Task goal: Working from the line that contains "[seg] flower stalk" down to the last line below, repeat each line exactly.
----------
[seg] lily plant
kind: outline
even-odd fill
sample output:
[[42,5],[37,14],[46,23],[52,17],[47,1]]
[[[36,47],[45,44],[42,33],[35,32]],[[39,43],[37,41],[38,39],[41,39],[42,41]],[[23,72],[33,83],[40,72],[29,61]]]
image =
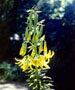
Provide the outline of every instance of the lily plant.
[[46,76],[46,70],[50,69],[49,63],[54,56],[54,51],[47,49],[43,27],[45,20],[38,20],[38,12],[34,9],[27,11],[27,27],[19,55],[22,59],[17,59],[15,64],[21,67],[23,72],[27,72],[29,79],[27,82],[32,90],[51,90],[51,78]]

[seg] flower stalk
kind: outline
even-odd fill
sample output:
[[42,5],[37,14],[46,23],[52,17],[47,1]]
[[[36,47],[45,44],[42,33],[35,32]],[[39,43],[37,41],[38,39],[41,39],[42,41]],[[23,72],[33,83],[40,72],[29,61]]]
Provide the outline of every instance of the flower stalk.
----------
Exercise output:
[seg] flower stalk
kind: outline
even-odd fill
sample output:
[[42,5],[37,14],[46,23],[52,17],[47,1]]
[[[36,47],[45,44],[42,33],[35,32]],[[39,43],[37,41],[38,39],[41,39],[42,41]],[[23,72],[33,83],[40,72],[29,61]]]
Provide the outline of every instance of the flower stalk.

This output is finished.